Write every record out again exactly, and keep images out of it.

DATA RECORDS
--- START ---

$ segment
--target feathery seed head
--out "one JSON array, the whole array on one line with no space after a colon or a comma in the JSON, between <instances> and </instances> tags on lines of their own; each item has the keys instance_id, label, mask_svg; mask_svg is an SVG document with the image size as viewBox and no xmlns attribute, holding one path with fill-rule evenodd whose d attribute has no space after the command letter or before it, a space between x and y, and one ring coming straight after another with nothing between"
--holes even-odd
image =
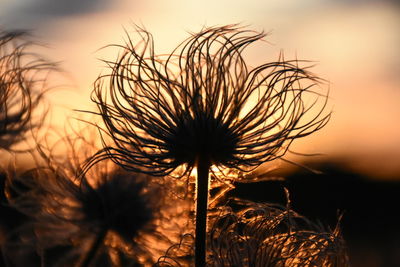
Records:
<instances>
[{"instance_id":1,"label":"feathery seed head","mask_svg":"<svg viewBox=\"0 0 400 267\"><path fill-rule=\"evenodd\" d=\"M33 111L42 99L48 72L54 64L29 51L23 32L0 31L0 148L24 140L38 124Z\"/></svg>"},{"instance_id":2,"label":"feathery seed head","mask_svg":"<svg viewBox=\"0 0 400 267\"><path fill-rule=\"evenodd\" d=\"M129 38L116 46L122 54L106 61L111 72L95 83L92 100L112 143L93 162L110 157L153 175L180 165L190 172L200 158L249 170L283 156L294 139L329 119L320 80L300 61L247 66L243 51L263 33L205 28L160 56L150 33L136 33L137 44Z\"/></svg>"},{"instance_id":3,"label":"feathery seed head","mask_svg":"<svg viewBox=\"0 0 400 267\"><path fill-rule=\"evenodd\" d=\"M32 218L35 235L30 244L43 253L61 250L54 259L57 264L96 263L101 257L112 262L105 266L123 265L123 259L151 264L168 248L170 238L180 234L171 217L183 212L173 213L171 207L178 202L165 202L163 182L168 181L127 172L109 160L78 177L82 162L97 149L96 142L86 138L92 135L90 129L79 134L55 145L40 144L42 165L30 172L30 179L13 178L23 191L12 205ZM59 152L58 145L65 149Z\"/></svg>"},{"instance_id":4,"label":"feathery seed head","mask_svg":"<svg viewBox=\"0 0 400 267\"><path fill-rule=\"evenodd\" d=\"M350 266L338 228L326 230L289 207L236 204L239 210L212 223L209 266Z\"/></svg>"},{"instance_id":5,"label":"feathery seed head","mask_svg":"<svg viewBox=\"0 0 400 267\"><path fill-rule=\"evenodd\" d=\"M126 241L132 240L155 217L151 206L154 200L150 199L155 196L149 196L154 192L146 192L143 181L126 172L115 171L108 176L94 186L82 181L76 204L90 227L113 230Z\"/></svg>"},{"instance_id":6,"label":"feathery seed head","mask_svg":"<svg viewBox=\"0 0 400 267\"><path fill-rule=\"evenodd\" d=\"M80 181L62 169L34 170L31 190L13 203L33 218L39 247L64 250L58 264L77 263L97 238L103 240L96 259L103 253L111 260L120 255L148 264L159 249L151 247L150 240L158 240L161 247L167 242L158 229L160 188L150 185L147 176L118 168L106 171L104 164L94 166Z\"/></svg>"}]
</instances>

--- END ---

RESPONSE BELOW
$ segment
--target feathery seed head
--out "one JSON array, the whole array on one line with no space after a colon or a comma in the JSON, between <instances> and </instances> tags on lines of their own; each item has the keys instance_id, label, mask_svg; mask_svg is an SVG document with the image size as viewBox and no xmlns attribute, holding one path with fill-rule evenodd whose d attribute has no space after the command letter or before it, a space between x and y, and one ring coming straight after another with nothing between"
--holes even-odd
image =
Records:
<instances>
[{"instance_id":1,"label":"feathery seed head","mask_svg":"<svg viewBox=\"0 0 400 267\"><path fill-rule=\"evenodd\" d=\"M33 111L42 99L48 72L54 64L29 51L23 32L0 31L0 148L24 140L38 124Z\"/></svg>"},{"instance_id":2,"label":"feathery seed head","mask_svg":"<svg viewBox=\"0 0 400 267\"><path fill-rule=\"evenodd\" d=\"M129 38L116 46L122 54L106 61L111 72L95 83L92 100L112 143L93 162L110 157L153 175L180 165L190 172L200 158L249 170L283 156L294 139L329 119L320 80L300 61L247 66L243 51L263 33L205 28L160 56L150 33L136 33L137 44Z\"/></svg>"},{"instance_id":3,"label":"feathery seed head","mask_svg":"<svg viewBox=\"0 0 400 267\"><path fill-rule=\"evenodd\" d=\"M32 218L35 235L30 244L43 253L61 250L54 259L57 264L96 263L101 257L112 262L105 266L123 265L123 259L151 264L168 248L170 238L180 234L171 217L183 212L173 213L171 207L178 202L165 202L163 182L168 181L127 172L109 160L78 177L82 162L97 149L96 142L86 138L92 135L90 129L79 134L55 145L40 144L42 165L30 172L30 179L13 178L23 191L12 205ZM59 152L58 145L65 149Z\"/></svg>"},{"instance_id":4,"label":"feathery seed head","mask_svg":"<svg viewBox=\"0 0 400 267\"><path fill-rule=\"evenodd\" d=\"M350 266L338 228L326 230L289 207L236 204L239 210L212 223L209 266Z\"/></svg>"},{"instance_id":5,"label":"feathery seed head","mask_svg":"<svg viewBox=\"0 0 400 267\"><path fill-rule=\"evenodd\" d=\"M126 241L132 240L155 217L151 206L154 200L150 199L155 196L149 196L154 192L146 192L143 181L126 172L115 171L108 176L94 186L82 181L76 204L90 227L113 230Z\"/></svg>"},{"instance_id":6,"label":"feathery seed head","mask_svg":"<svg viewBox=\"0 0 400 267\"><path fill-rule=\"evenodd\" d=\"M80 181L62 169L34 170L31 190L13 203L33 218L39 247L64 250L58 264L77 263L97 238L103 240L96 259L103 253L111 260L120 255L148 264L159 249L151 247L150 240L158 240L161 247L167 242L158 229L160 188L150 185L147 176L118 168L106 171L104 164L94 166Z\"/></svg>"}]
</instances>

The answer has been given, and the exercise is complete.